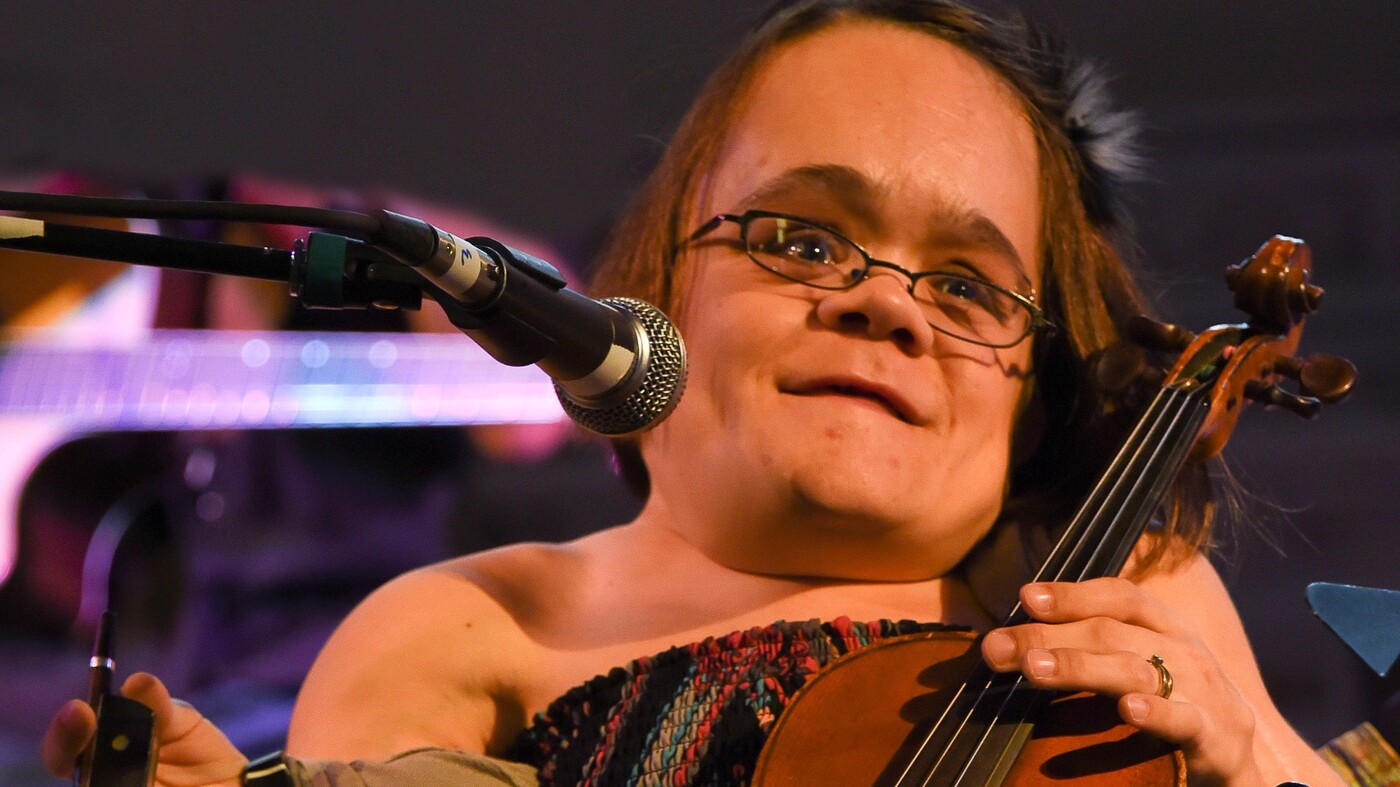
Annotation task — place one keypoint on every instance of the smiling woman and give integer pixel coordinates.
(853, 448)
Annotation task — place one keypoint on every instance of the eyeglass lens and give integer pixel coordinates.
(958, 304)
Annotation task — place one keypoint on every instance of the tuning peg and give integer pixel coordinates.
(1326, 377)
(1269, 394)
(1158, 335)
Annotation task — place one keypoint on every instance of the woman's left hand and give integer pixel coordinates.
(1099, 636)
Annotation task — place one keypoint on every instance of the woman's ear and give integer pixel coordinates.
(1031, 425)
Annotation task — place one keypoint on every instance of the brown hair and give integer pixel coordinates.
(1089, 290)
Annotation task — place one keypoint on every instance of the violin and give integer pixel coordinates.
(924, 710)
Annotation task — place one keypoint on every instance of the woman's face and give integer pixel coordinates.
(835, 433)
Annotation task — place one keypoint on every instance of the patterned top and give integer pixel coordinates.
(692, 716)
(1364, 758)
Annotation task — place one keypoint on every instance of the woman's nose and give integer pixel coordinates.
(879, 307)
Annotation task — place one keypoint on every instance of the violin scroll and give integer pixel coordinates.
(1273, 286)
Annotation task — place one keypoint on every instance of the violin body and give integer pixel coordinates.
(923, 710)
(868, 709)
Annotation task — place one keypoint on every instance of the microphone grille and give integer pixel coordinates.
(664, 378)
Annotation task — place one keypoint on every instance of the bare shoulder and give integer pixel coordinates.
(431, 658)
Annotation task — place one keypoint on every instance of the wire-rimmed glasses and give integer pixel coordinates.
(959, 304)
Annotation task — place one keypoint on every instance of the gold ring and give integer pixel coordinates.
(1164, 678)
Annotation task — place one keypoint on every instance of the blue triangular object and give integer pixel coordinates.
(1367, 619)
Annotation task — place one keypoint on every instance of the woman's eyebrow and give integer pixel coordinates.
(851, 189)
(860, 196)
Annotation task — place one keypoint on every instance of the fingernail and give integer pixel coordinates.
(1136, 707)
(1042, 664)
(998, 649)
(1039, 598)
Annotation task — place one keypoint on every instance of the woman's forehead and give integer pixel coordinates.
(888, 121)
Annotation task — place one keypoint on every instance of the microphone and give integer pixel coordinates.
(618, 364)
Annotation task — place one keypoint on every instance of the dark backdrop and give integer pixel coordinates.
(1263, 118)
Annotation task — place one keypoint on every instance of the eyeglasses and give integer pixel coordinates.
(959, 304)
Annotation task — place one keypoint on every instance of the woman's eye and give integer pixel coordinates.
(801, 247)
(809, 248)
(969, 291)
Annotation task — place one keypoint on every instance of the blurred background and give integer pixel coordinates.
(535, 123)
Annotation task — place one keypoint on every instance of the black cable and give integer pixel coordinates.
(347, 221)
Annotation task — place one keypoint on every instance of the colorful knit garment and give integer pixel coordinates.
(692, 716)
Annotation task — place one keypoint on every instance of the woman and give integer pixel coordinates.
(863, 230)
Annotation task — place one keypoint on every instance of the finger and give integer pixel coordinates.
(66, 737)
(1007, 649)
(1210, 756)
(1105, 597)
(1173, 721)
(1113, 674)
(174, 719)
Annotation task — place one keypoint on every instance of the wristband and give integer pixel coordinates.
(269, 770)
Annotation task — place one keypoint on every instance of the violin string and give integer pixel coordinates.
(1095, 530)
(1164, 413)
(1056, 560)
(1171, 434)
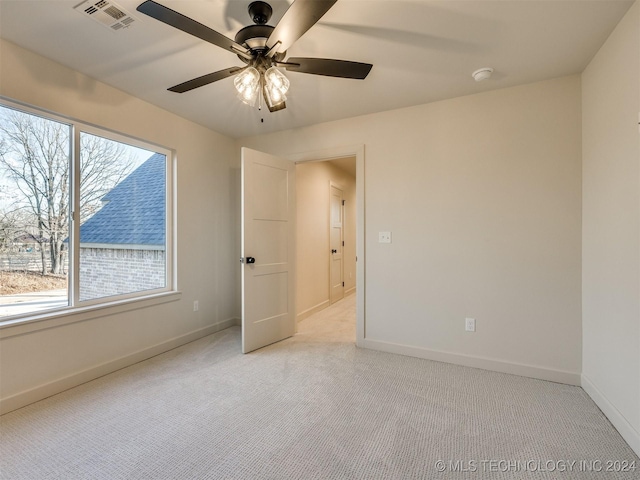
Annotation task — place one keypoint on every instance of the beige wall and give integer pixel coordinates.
(482, 195)
(312, 230)
(611, 227)
(41, 362)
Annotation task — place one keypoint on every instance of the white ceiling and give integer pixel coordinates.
(421, 50)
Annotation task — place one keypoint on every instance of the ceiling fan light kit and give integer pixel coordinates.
(262, 48)
(482, 74)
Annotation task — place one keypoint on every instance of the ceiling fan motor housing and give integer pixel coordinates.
(255, 37)
(260, 12)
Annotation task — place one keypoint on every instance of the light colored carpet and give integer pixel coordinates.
(311, 407)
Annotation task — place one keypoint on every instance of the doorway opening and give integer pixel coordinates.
(327, 239)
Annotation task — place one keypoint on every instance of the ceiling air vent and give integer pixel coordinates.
(106, 13)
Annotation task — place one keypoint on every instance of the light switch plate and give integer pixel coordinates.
*****
▶ **The problem**: Reproduce only the lines from the one containing "wall and give integer pixel coordinates." through the last line, inclusive, switching "ceiling fan" to "overhead fan" and leaving everything else unchanged.

▶ **Written solution**:
Annotation task — place one keypoint on every instance of the beige wall and give integer pixel coordinates.
(482, 195)
(312, 230)
(611, 227)
(41, 362)
Annotation task — place one keypoint on every instance of the white ceiling and give integer pixel coordinates.
(421, 50)
Annotation task — place one keypoint on every instance of the overhead fan light kit and give integer pixel coordinates.
(262, 48)
(482, 74)
Annotation task — place one keypoint on every instance of the overhead fan motor housing and give integer pixel coordinates.
(255, 37)
(260, 12)
Annotation task — place one keypoint on every instance of the light colored carpet and give integer pixel coordinates.
(311, 407)
Annotation task — place one keypoint on every instance of the doorway opening and give integer pixel coordinates.
(327, 239)
Annotation task — place one keypoint on every instance of the ceiling air vent and give integer pixel coordinates.
(106, 13)
Annotation task — place one keypoint on every instance of the light switch plate and give integer pixel coordinates.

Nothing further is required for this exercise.